• Passage given:
******

In today’s world, there is no shortage of images and messages of “more is better.”  We may have heard the saying, “whoever dies with the most toys wins.”  Lyrics from a well-known Pink Floyd song tell us, “Money, get away, you get a good job with more pay and you’re okay.  Money, it’s a gas, grab that cash with both hands and make a stash.”

While I believe the coining of the saying and the writing of the lyrics were meant to be satire, they would not have the sting that they do unless there was an underlying pervading culture that supports the idea that monetary wealth is an end unto itself.

Materialism is in no way merely a modern phenomenon.  Shakespeare pokes fun at the self interest of both the “haves” and the “have nots”:  “Whiles I am a beggar, I will rail and say there is no sin but to be rich; and being rich, my virtue then shall be to say there is no vice but beggary.”  Philip the Bastard, soliloquy.  King John, Act 2, scene 1.

Historically, Christianity has taught that earthly riches are not to be valued, and in fact were an impediment to eternal salvation.  This is in part based on the story of Jesus and The Rich Young Man:

Jesus told him, “If you want to be perfect, go, sell your possessions and give to the poor, and you will have treasure in heaven. Then come, follow Me.”  When the young man heard this, he went away in sorrow, because he had great wealth.  Then Jesus said to His disciples, “Truly I tell you, it is hard for a rich man to enter the kingdom of heaven. Again I tell you, it is easier for a camel to pass through the eye of a needle than for a rich man to enter the kingdom of God.”  Matthew 19:21-24

For most of human history, religious and political authority were one and the same.  Christian kings and popes used the above Bible passage as a means to explain to the people, the vast majority of whom were poor, not to worry about earthly wealth because they would receive their compensation in the afterlife in heaven.  To want for money was an evil, and that royalty and the aristocracy were ordained by God, and that rich people were rich and poor people were poor because that was how God wanted things to be.

With so much focus on material possessions and wealth in our culture, and the exact opposite long held Christian teaching that money is bad, it can be challenging for Truth students to transcend the cognitive dissonance this creates and to look at abundance with different eyes.  In this week’s Sunday lesson, Rev. Joanne asks us, “What is getting in the way of your not seeing that everything you need is right here, right now?”

Conducting a mini-experiment, Rev. Joanne scattered numerous pennies in the Unity Spiritual Center parking lot before services began.  She asked the congregation, of those who saw the pennies, who picked them up and why, and who did not pick them up and why.  The range of responses was interesting.  Some said that, their back hurt and they did not want to bend over.  Others said that they wanted to leave the blessing for someone else.  Still others said that they did not want to bend over to pick up “just a penny.”

The “just a penny” response prompted another question for the congregation from Rev. Joanne.  How small of a blessing is too small to accept?  A penny is the smallest monetary unit is U.S. currency.  If you would not bend over for a penny, would you bend over for a nickel, a dime, a quarter, a dollar, ten dollars?  Exactly where is the threshold for it not being worth your time and effort?

In an effort to explain where that line might be, people have used the example of an multi-billionaire finding money versus a person of average economic means.  If a person who earns $50,000.00 a year sees a penny on the street, they may or may not stop to pick it up.  But if that person sees a $1 bill, very high probability that they will pick it up.  Using that same ratio, a person who is worth $5 billion dollars would not stop to pick up any amount of money less than $100,000.00.  ($5,000,000,000 / $50,000 = $100,000).

******

• Recorded data:
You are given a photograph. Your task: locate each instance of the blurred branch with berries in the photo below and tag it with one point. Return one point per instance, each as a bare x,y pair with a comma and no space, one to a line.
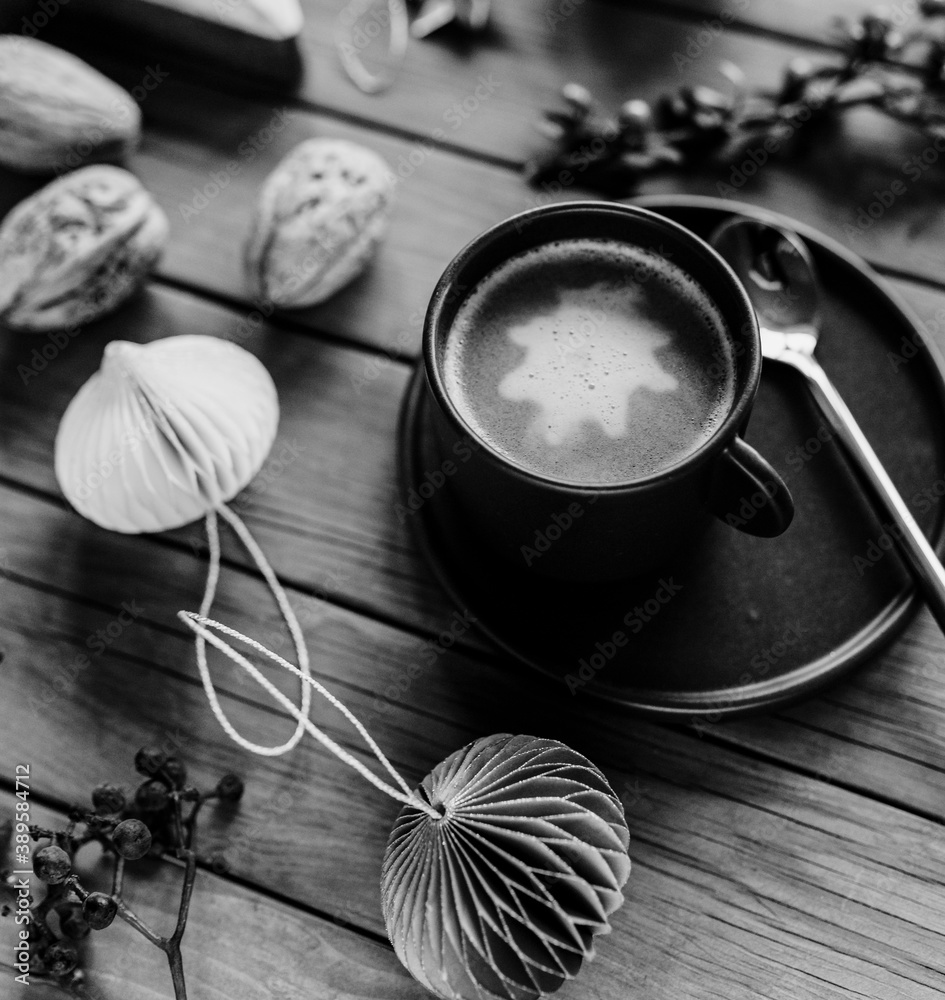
898,73
159,820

******

• Written exercise: Continue the reflection on money and the scattered pennies, starting after its closing calculation of the $100,000 threshold.

• Final answer:
Here again, we are focusing only on monetary value.  But in Unity, while money and financial prosperity most definitely are part of abundance, it is certainly not the only thing, or even the most important aspect of true abundance.  My net worth is much closer to the $50,000.00 per year person than the $5 billion person (I know you are surprised and disappointed, so am I), but every time I see a penny on the ground I do stop to pick it up.  Not because $0.01 will make an appreciable financial difference in my life, but because it represents my being open to the bounty of the universe and recognizing that God’s gift of abundance comes to us in many different forms.

So what may some of those channels of abundance be?

Finances – career, savings, investing, availing oneself of opportunities, work and effort
Health – gratitude for our very life, caring for our body temple through exercise and healthy diet
Relationships – family, friends, co-workers, neighbors, the friendly clerk at the corner store whose name you do not even know

Rev. Joanne reminds us that too often we get the idea of abundance exactly backwards by believing that we need to find something outside of ourselves before we can be fulfilled.  We can see the potentially negative consequences of such an attitude in trying to climb the corporate ladder.  One might believe that they will finally be happy once they are promoted to Manager.  But then after a short time they believe they will only be happy once they are promoted to Vice President, then President.  Working hard and earning promotions are not bad things – not at all.  It is through diligent concentration and skillful effort that our world improves.  What can be a serious impediment to fulfillment is the mindset that it is only over the next hill that the Promised Land is located.

Each of us has been incarnated into a body when we entered this physical realm.  How we choose to see ourselves and care for our bodies can be informed either by a consciousness of lack or one of abundance.  I am a man of shorter than average stature, 5’5” tall.  This is something about which I can do nothing to change.  For many years I felt short changed by this fact (pun intended).  Approximately twenty five years ago or so, I realized that not only should I stop worrying about something I can do nothing to change, but much more importantly that being shorter than average is not a bad thing is the first place.  I moved from a consciousness of “less than” to one of gratitude for the body I have.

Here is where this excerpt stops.